Tate & Lyle citizen's petition to the FDA
Quest Nutrition is trying to educate consumers about allulose
Given the potential for confusion, Tate & Lyle has petitioned the FDA to exempt allulose from being listed as a carbohydrate, sugar, or added sugar on the Nutrition Facts, panel but is still awaiting a response, she said.
“Customers want to use allulose, but if they are not getting the benefit of reduced sugar on the label, it’s a more difficult proposition to make and for consumers to understand [especially diabetics that are monitoring their sugar intake very closely],” she said.
“Quest Nutrition is a great example of a customer that is educating consumers about allulose [Quest explains what allulose is, why it is using it, and explains to its fans that ‘The FDA requires allulose to be listed in the sugars section on the Nutrition Facts panel even though it doesn't have the calories of regular sugar’].”
Check out Quest's video below:
Brown rice syrup, agave nectar are still sugars
On the other hand, the advent of added sugar labeling (companies with revenues of $10m+ will have to list added sugar on the Nutrition Facts panel from summer 2018, with smaller companies to follow in summer 2019) will perhaps reveal to consumers that things like brown rice syrup, agave nectar, honey and evaporated cane juice are added sugars from a nutritional standpoint, which right now, some consumers may not fully appreciate, she said.
“Some of these ingredients take on the health halo of the source, but at the end of the day, they are still sugars, and I wonder if people will start thinking more about the amount of sugar as well as the source.”
How do consumers see allulose?
Allulose is found in nature in figs, raisins and other fruits, but Tate & Lyle manufactures it on a commercial scale via the enzymatic conversion of corn.
“The simple way of explaining the process is that we take the carbohydrate from corn and then go through an enzymatic conversion process to produce allulose,” says Abigail Storms, VP, Platform Management, Sweeteners, Tate & Lyle. “Our carbohydrate source is corn, which enables cost effectiveness and scale. In addition to corn, different sources of carbohydrate could be used such as sucrose from sugar cane or beets. We could also use non-GMO corn for customers looking for non-GMO options.”
While the word ‘allulose’ is not familiar to most Americans, consumers responded well to the concept of a 'low calorie sugar' and the 'best of both worlds – a sugar without all of the calories,’ claimed Storms, while the product offers obvious benefits to diabetics as it doesn't raise blood sugar.
“In my opinion, the name, the GMO issue and the process we use to make allulose are not holding the market back. It’s found in nature, so it’s not an artificial sweetener. For our customers, the bigger issue is the added sugar labeling [allulose counts as added sugar on food labels although it contributes virtually no calories].”
Allulose (also known as D- Psicose) is not (yet) permitted in Europe, but has GRAS (Generally Recognized as Safe) status in the US and several markets in Latin America, she said.

▶ COLLECTED MATERIAL
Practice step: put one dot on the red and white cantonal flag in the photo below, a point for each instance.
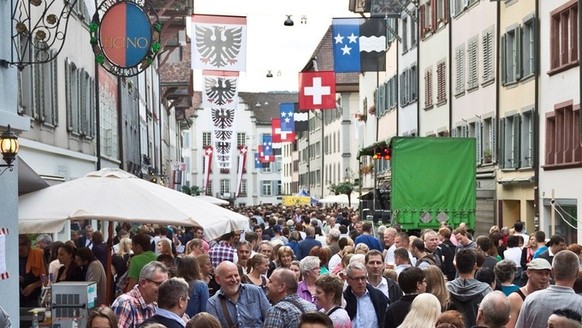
(219, 42)
(317, 90)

▶ DIRECTIONS FOR THIS TASK
Translate this sentence from the allulose article into Spanish: "Allulose is found in nature in figs, raisins and other fruits, but Tate & Lyle manufactures it on a commercial scale via the enzymatic conversion of corn."

▶ RESULT
La alulosa se encuentra en la naturaleza en los higos, las pasas y otras frutas, pero Tate & Lyle la fabrica a escala comercial mediante la conversión enzimática del maíz.